#### MATERIAL PROVIDED:
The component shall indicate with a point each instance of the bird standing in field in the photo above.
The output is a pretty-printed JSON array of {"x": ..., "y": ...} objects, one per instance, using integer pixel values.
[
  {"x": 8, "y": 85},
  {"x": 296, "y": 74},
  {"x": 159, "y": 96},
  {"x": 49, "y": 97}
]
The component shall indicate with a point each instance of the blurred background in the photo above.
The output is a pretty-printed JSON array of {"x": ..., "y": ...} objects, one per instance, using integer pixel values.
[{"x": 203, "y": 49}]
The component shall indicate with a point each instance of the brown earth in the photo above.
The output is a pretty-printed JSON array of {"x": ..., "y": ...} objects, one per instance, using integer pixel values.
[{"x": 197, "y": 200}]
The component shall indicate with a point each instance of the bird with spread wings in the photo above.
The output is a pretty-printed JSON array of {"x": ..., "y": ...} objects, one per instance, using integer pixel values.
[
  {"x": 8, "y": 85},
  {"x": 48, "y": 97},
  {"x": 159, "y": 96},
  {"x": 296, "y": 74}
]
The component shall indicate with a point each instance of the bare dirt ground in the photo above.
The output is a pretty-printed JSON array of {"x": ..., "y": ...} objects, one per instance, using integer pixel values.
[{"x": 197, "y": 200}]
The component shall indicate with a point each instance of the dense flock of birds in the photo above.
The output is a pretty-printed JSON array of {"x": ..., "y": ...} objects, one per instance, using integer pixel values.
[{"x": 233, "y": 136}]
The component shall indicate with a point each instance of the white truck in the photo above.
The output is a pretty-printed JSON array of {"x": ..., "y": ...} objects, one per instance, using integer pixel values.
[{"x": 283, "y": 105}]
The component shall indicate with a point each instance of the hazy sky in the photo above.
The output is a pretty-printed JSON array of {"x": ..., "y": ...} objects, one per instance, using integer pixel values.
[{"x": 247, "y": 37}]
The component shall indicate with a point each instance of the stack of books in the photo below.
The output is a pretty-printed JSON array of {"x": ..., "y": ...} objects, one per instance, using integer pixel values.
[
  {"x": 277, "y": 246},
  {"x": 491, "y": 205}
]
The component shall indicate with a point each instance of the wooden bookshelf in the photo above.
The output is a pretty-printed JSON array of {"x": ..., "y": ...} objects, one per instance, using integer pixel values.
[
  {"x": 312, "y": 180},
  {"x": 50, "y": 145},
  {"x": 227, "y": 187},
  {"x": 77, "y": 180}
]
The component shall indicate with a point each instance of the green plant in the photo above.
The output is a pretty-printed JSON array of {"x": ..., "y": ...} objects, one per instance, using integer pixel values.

#### TASK DETAILS:
The data must be duplicated exactly, with nothing left out.

#### EXPECTED OUTPUT:
The component shall indicate with a point each instance of the bird standing in field in the photo above.
The output is a pretty-printed JSON array of {"x": ..., "y": ...} objects, one per instance, using integer pixel values.
[
  {"x": 8, "y": 85},
  {"x": 296, "y": 74},
  {"x": 159, "y": 96},
  {"x": 49, "y": 97}
]
The component shall indicate with a point each instance of the blurred background in the photo above.
The output is a pretty-printed JSON array of {"x": ..., "y": ...} objects, one per instance, using integer pixel values.
[{"x": 203, "y": 49}]
The component shall indicate with a point each instance of the brown earth in the photo above.
The output is a pretty-printed JSON array of {"x": ..., "y": ...} objects, one per instance, using integer pixel values.
[{"x": 197, "y": 200}]
The component shall indicate with a point each instance of the bird with spread wings in the photo above.
The output is a pretty-printed JSON array of {"x": ..., "y": ...} objects, one per instance, using integer pixel values.
[
  {"x": 8, "y": 85},
  {"x": 48, "y": 97},
  {"x": 159, "y": 96},
  {"x": 296, "y": 74}
]
The component shall indicate with a point each instance of the bare dirt ground in the photo above.
The output is a pretty-printed JSON array of {"x": ..., "y": ...} objects, one per instance, using integer pixel values.
[{"x": 197, "y": 200}]
The component shall indicate with a point each instance of the dense flock of birds in the photo above.
The output is a pretty-printed JSON array of {"x": ..., "y": ...} objects, one per instance, using integer pixel values.
[{"x": 233, "y": 136}]
The component shall indicate with a point each instance of the white truck in the photo above.
The output is a pretty-printed JSON array of {"x": ..., "y": ...} objects, one per instance, using integer pixel values.
[{"x": 283, "y": 105}]
The component shall indicate with a point each instance of the hazy sky in the photo above.
The output is a pretty-printed JSON array of {"x": ..., "y": ...} objects, one per instance, using integer pixel values.
[{"x": 247, "y": 37}]
The component shall indicate with a point each instance of the stack of books in the photo below.
The output is a pretty-printed JSON array of {"x": ..., "y": ...} objects, one per instance, using integer pixel values.
[
  {"x": 277, "y": 246},
  {"x": 491, "y": 205}
]
The component shall indicate with a point each instance of the wooden bookshelf in the photo above.
The output is a pretty-printed JSON array of {"x": ..., "y": ...} objects, one per instance, using integer pixel values.
[
  {"x": 312, "y": 180},
  {"x": 50, "y": 145},
  {"x": 227, "y": 187},
  {"x": 77, "y": 180}
]
The component shall indicate with a point each instance of the green plant in the photo above.
The output is a pretty-printed JSON array of {"x": ..., "y": ...} objects, one per instance, using integer pixel values.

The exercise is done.